╭─ Exercise passage
Memphis Commercial Appeal  .  Posted August 8, 2012 at midnight

Developer has B&B plans for the historic James Lee House in Memphis

By Sherri Drake Silence, Linda A. Moore


Jose Velazquez unbars the door at the James Lee House. The president of the Memphis Association for the Preservation of Tennessee Antiquities said the venture could adversely affect the Woodruff-Fontaine House next door, but Velazquez is confident: “Their success is our success and vice versa.”

Jose Velazquez views a trove of old molding and fixtures at the James Lee House, where he hopes to open a bed and breakfast with five luxury suites. He said he expects to invest $2 million in the project, which could be complete by next summer.

The City Council gave initial approval to sell the James Lee House at 690 Adams in Victorian Village to a private developer for $1.
╰─
◆ Tasks to complete
1. Decide whether each statement agrees with the article about the James Lee House, answering yes or no and quoting the deciding words: (a) Velazquez hopes to open a bed and breakfast with five luxury suites. (b) The City Council gave final approval to sell the house for $1. (c) The Woodruff-Fontaine House stands across town from the James Lee House.
2. Write out, word for word, the part of the James Lee House article that opens with the words containing "Developer has B&B" and closes with "by next summer.".
The material has no connection to the James Lee House article.
╭─ Information given
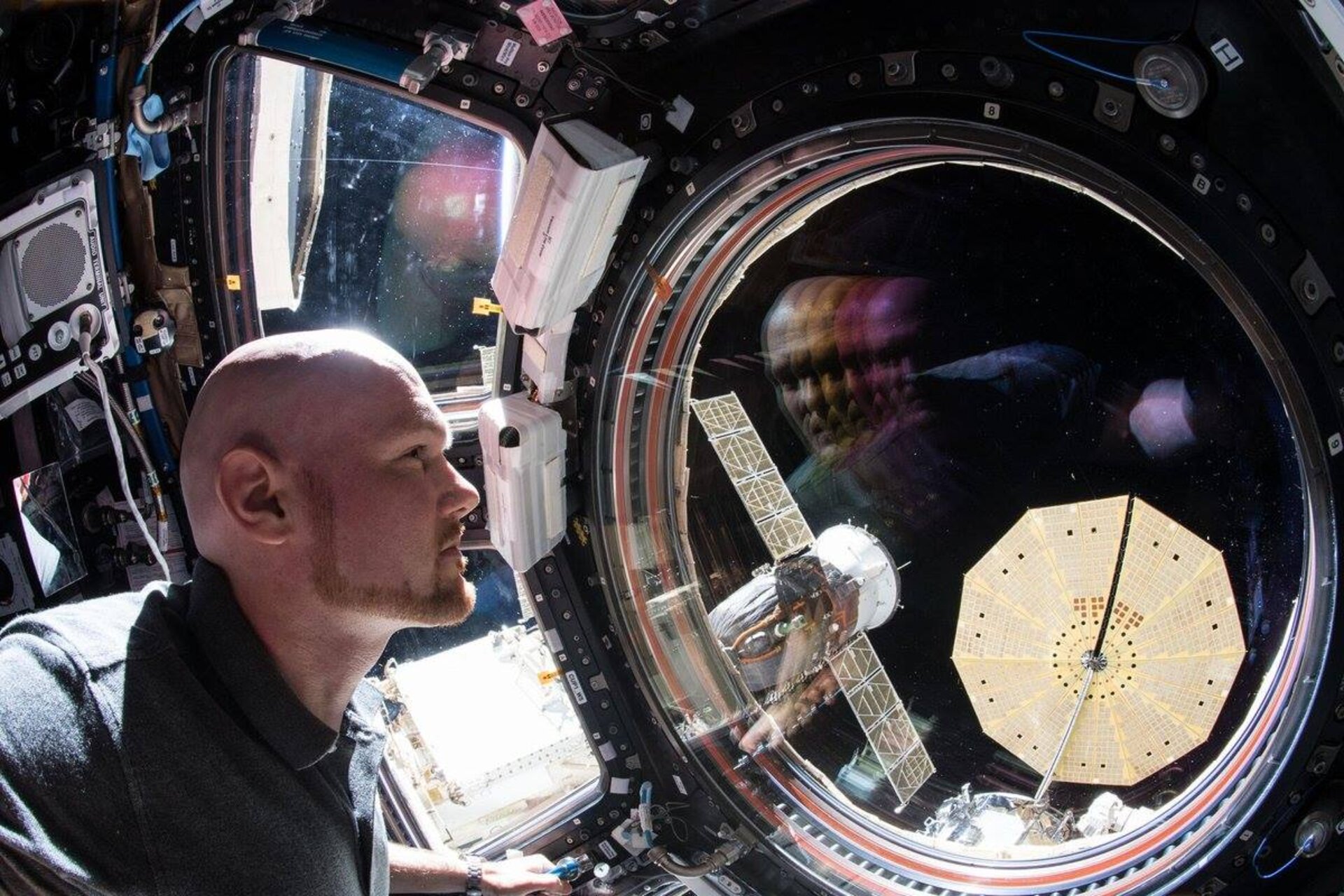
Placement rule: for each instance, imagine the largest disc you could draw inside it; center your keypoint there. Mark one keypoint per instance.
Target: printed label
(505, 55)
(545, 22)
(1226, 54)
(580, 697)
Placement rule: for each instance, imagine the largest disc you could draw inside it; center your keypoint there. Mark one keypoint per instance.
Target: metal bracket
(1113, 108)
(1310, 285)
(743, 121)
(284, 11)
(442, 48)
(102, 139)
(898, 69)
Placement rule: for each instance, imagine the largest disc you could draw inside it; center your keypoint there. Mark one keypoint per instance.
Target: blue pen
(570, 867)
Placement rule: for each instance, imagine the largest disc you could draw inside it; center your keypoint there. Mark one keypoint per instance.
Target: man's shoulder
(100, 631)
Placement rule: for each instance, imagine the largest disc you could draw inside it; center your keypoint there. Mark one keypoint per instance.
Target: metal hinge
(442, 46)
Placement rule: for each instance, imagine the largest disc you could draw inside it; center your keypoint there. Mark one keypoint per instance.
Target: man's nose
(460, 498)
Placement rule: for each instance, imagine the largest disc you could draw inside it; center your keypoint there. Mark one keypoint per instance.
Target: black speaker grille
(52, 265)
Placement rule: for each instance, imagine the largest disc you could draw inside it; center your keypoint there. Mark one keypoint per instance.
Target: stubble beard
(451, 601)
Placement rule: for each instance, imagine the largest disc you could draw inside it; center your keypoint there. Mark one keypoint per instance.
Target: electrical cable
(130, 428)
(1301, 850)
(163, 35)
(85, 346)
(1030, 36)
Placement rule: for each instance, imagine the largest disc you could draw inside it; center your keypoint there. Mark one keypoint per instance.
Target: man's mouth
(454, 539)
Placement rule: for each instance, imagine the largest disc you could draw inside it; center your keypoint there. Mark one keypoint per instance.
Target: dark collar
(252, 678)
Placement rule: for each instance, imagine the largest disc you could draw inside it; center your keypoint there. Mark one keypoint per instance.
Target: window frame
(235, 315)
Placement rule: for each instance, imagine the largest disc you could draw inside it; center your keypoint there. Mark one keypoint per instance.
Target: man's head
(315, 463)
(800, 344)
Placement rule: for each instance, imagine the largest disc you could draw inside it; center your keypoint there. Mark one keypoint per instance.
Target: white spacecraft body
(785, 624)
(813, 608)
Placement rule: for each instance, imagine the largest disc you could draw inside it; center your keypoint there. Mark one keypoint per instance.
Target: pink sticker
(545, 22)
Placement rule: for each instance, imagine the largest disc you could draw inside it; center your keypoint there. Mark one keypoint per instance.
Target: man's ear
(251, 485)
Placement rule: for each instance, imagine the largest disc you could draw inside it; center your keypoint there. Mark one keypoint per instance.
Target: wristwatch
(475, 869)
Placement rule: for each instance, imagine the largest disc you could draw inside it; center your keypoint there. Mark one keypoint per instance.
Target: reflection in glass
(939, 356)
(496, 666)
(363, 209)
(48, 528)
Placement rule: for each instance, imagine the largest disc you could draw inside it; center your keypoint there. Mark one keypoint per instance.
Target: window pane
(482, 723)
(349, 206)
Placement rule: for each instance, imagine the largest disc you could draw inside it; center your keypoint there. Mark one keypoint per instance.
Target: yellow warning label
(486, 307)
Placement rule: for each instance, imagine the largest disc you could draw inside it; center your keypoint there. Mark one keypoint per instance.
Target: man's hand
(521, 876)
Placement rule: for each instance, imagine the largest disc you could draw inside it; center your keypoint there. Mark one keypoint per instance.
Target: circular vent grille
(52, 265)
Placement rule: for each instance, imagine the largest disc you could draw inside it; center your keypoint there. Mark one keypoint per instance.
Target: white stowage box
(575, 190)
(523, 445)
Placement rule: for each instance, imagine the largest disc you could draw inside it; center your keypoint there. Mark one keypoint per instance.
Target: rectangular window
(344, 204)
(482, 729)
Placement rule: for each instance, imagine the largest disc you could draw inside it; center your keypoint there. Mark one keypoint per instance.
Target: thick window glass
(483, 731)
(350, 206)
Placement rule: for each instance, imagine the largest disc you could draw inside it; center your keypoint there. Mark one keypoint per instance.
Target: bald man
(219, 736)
╰─
╭─ Information given
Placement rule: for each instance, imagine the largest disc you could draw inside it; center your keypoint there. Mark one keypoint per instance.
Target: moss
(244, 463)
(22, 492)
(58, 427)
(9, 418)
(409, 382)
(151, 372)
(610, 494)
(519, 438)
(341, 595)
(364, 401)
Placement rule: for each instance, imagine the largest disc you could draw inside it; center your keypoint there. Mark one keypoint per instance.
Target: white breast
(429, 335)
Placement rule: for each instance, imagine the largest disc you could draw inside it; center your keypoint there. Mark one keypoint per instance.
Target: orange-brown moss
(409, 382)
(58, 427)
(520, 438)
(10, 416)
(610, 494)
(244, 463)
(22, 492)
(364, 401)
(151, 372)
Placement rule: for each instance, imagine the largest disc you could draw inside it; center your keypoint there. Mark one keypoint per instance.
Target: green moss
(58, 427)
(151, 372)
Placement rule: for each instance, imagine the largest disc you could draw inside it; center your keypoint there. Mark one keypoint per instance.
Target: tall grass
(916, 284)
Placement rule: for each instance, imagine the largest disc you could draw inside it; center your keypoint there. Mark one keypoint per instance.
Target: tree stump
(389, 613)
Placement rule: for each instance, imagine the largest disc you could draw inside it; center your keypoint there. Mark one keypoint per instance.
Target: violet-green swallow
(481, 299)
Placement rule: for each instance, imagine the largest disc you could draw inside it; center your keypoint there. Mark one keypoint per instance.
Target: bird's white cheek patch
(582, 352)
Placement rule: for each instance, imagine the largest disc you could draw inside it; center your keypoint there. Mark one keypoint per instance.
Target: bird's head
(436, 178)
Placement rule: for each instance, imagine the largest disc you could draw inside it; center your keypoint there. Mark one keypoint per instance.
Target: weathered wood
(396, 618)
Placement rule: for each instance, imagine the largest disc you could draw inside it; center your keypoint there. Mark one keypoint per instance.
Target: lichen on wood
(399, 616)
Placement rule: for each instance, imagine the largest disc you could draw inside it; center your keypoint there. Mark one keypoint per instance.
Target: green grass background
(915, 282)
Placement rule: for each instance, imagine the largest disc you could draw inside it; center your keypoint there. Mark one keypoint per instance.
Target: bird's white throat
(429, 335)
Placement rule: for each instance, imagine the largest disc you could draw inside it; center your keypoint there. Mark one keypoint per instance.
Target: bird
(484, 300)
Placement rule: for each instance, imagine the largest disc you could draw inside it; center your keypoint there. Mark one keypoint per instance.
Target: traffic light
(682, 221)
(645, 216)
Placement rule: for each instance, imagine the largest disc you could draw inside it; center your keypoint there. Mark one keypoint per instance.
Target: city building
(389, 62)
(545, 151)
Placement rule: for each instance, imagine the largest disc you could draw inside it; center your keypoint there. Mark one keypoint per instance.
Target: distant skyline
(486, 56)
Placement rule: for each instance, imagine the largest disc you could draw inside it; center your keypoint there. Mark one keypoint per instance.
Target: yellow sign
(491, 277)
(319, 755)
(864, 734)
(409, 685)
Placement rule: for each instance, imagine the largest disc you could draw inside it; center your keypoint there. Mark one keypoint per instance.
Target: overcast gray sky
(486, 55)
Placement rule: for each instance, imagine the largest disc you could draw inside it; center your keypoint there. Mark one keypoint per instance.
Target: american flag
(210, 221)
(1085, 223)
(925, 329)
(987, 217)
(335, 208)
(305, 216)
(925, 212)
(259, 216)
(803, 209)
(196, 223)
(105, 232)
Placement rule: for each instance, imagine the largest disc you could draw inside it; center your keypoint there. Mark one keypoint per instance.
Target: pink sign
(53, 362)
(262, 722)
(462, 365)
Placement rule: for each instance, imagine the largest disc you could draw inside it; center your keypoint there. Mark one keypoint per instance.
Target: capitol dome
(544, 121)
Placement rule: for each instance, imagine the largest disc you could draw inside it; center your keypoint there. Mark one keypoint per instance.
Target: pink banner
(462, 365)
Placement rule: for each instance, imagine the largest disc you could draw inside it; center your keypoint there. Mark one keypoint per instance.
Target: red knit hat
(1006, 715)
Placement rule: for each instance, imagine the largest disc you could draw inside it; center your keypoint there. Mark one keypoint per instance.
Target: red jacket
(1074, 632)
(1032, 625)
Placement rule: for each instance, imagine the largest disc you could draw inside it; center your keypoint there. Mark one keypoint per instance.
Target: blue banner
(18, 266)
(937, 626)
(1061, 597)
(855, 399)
╰─
◆ Solutions in order
1.
(a) Yes: "where he hopes to open a bed and breakfast with five luxury suites"
(b) No: "The City Council gave initial approval to sell the James Lee House"
(c) No: "could adversely affect the Woodruff-Fontaine House next door"

2.
Developer has B&B plans for the historic James Lee House in Memphis

By Sherri Drake Silence, Linda A. Moore


Jose Velazquez unbars the door at the James Lee House. The president of the Memphis Association for the Preservation of Tennessee Antiquities said the venture could adversely affect the Woodruff-Fontaine House next door, but Velazquez is confident: “Their success is our success and vice versa.”

Jose Velazquez views a trove of old molding and fixtures at the James Lee House, where he hopes to open a bed and breakfast with five luxury suites. He said he expects to invest $2 million in the project, which could be complete by next summer.